**Exercise instructions:** Can you write out all the material below again, substituting "Put a dot on" for each "Place a point on" and leaving everything else unchanged? Leave the pictures out of your answer.

===

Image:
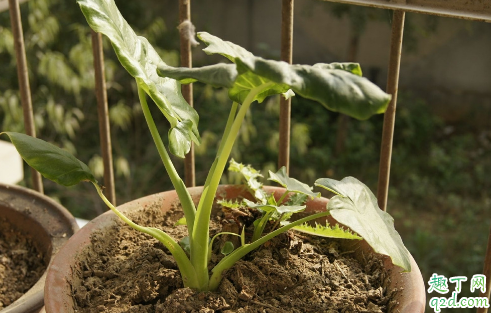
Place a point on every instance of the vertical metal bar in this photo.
(390, 114)
(103, 113)
(25, 90)
(285, 105)
(487, 273)
(187, 90)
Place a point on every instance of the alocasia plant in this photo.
(338, 87)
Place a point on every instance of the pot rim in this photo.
(411, 301)
(51, 225)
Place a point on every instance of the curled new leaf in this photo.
(326, 231)
(356, 207)
(291, 184)
(52, 162)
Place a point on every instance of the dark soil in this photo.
(21, 264)
(127, 271)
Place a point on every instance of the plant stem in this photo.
(185, 267)
(200, 233)
(184, 196)
(283, 196)
(228, 261)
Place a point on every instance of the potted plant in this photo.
(33, 229)
(338, 87)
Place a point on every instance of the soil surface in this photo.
(21, 264)
(128, 271)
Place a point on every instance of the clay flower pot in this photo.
(48, 225)
(58, 297)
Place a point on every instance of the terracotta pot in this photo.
(58, 296)
(46, 222)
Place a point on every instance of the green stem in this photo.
(180, 187)
(228, 261)
(258, 231)
(283, 196)
(200, 233)
(185, 267)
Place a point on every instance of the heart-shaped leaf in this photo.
(338, 86)
(291, 184)
(52, 162)
(140, 59)
(357, 208)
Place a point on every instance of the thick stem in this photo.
(200, 233)
(182, 192)
(188, 273)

===

**Finished task:**
Image:
Put a dot on every instance of the vertical metal bar in this photo.
(390, 114)
(103, 113)
(25, 90)
(285, 105)
(487, 273)
(187, 90)
Put a dot on every instance of the alocasia plant in this photo.
(338, 87)
Put a dot on every instance of the pot rim in this photo.
(411, 301)
(51, 225)
Put a dot on every instance of the curled new leaf in this photo.
(326, 231)
(356, 207)
(291, 184)
(52, 162)
Put a dot on every instance of the dark soil in this photo.
(21, 264)
(127, 271)
Put a dot on every instance of the plant stem in this photo.
(185, 267)
(200, 233)
(184, 196)
(283, 196)
(228, 261)
Put a dot on every instance of the potted plant in this photo.
(33, 229)
(338, 87)
Put a dot on every instance of the soil surface in this photo.
(21, 264)
(128, 271)
Put a dot on every instance of the clay flower pot in this photo.
(48, 225)
(58, 297)
Put a dot on every instance of the terracotta pot in this photo.
(58, 296)
(46, 222)
Put a dot on every instance of the green stem in this photo.
(180, 187)
(228, 261)
(258, 231)
(283, 196)
(200, 233)
(185, 267)
Put a dot on every instance of the heart-shaped leaf in this photo.
(338, 86)
(291, 184)
(52, 162)
(140, 59)
(357, 208)
Put a dot on every instance of the thick stem in this photo.
(200, 233)
(182, 192)
(188, 273)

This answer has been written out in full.